◆ SHORT TASK ◆
Copy word for word everything in the data classification text from "Configuration" down to "special handling required.".

◆ DOCUMENT ◆
——————
Adversary 4 — Data pipeline classification stripping: An ETL job extracts records from a Restricted source table, transforms them, and writes the output to a data warehouse table with no classification metadata. Downstream consumers treat the warehouse table as Internal and apply weaker controls. Classification preservation in pipeline metadata prevents this downgrade.

Configuration

Step 1: Define the Four-Tier Taxonomy

Most organisations benefit from exactly four tiers. Fewer tiers (two or three) collapse distinctions that matter for access control. More tiers create cognitive overhead that causes engineers to default to the wrong tier. Four tiers map cleanly to the spectrum from public information to regulated or highly sensitive data.

# data-classification-policy.yaml
classification_tiers:
  PUBLIC:
    label: "Public"
    description: >
      Information intended for unrestricted distribution. Disclosure causes
      no harm. No special handling required.
    examples:
      - Marketing copy and press releases
      - Public API documentation
      - Open source code
      - Published pricing pages
    controls:
      encryption_at_rest: false
      encryption_in_transit: false
      authentication_required: false
      audit_logging: false
      retention_maximum_days: null  # No regulatory constraint

  INTERNAL:
    label: "Internal"
——————
◆ ENTRIES SHOWN ◆
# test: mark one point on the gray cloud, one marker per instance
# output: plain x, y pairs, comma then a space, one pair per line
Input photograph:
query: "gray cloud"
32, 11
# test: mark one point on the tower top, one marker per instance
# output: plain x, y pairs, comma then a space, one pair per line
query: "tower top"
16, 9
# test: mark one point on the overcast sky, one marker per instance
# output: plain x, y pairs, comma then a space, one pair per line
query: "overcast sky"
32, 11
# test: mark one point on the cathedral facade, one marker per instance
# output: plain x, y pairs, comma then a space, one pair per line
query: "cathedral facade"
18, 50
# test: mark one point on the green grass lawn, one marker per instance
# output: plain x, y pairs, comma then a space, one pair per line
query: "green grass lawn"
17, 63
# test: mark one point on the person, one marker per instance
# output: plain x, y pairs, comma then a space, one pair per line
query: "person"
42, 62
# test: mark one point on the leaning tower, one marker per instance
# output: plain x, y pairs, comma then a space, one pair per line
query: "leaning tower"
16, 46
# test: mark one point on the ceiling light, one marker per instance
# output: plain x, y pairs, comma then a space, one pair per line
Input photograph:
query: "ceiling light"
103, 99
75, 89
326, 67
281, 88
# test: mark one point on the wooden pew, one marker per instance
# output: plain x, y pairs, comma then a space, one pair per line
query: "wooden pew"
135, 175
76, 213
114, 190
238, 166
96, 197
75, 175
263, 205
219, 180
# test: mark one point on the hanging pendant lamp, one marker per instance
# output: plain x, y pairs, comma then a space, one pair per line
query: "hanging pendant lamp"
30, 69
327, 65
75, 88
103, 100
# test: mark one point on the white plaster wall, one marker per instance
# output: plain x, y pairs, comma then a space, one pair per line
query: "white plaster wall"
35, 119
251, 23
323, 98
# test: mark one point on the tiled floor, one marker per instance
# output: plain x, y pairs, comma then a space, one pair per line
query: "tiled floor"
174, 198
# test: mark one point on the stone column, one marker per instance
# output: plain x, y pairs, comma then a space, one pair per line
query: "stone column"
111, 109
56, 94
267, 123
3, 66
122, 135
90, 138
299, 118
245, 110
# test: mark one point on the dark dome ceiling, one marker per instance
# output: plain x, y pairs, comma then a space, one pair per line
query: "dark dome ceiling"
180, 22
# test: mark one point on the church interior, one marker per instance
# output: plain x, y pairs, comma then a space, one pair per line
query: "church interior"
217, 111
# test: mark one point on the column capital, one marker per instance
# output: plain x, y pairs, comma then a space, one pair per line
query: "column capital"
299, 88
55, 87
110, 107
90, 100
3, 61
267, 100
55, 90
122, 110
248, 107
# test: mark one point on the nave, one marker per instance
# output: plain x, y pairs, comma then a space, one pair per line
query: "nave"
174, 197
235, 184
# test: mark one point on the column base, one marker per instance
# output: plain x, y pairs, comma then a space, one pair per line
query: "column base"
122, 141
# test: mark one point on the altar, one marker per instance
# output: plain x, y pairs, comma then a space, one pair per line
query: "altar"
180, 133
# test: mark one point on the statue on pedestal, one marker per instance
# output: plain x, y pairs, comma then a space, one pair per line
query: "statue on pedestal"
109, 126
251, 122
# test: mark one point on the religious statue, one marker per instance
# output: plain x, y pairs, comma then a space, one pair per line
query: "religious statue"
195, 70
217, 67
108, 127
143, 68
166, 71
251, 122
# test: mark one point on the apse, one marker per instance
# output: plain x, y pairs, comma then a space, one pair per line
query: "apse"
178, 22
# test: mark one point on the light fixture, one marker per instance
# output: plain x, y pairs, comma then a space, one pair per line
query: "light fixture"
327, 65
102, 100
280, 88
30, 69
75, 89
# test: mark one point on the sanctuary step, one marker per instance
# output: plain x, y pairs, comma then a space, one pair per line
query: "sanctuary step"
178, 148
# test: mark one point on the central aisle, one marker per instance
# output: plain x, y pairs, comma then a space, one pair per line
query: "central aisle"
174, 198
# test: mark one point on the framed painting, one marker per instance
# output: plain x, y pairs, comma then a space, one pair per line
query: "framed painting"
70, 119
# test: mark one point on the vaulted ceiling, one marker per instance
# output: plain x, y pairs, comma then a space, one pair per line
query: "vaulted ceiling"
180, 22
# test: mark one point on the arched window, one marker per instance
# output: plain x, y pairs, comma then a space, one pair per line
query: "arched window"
——————
◆ EXERCISE ANSWER ◆
Configuration

Step 1: Define the Four-Tier Taxonomy

Most organisations benefit from exactly four tiers. Fewer tiers (two or three) collapse distinctions that matter for access control. More tiers create cognitive overhead that causes engineers to default to the wrong tier. Four tiers map cleanly to the spectrum from public information to regulated or highly sensitive data.

# data-classification-policy.yaml
classification_tiers:
  PUBLIC:
    label: "Public"
    description: >
      Information intended for unrestricted distribution. Disclosure causes
      no harm. No special handling required.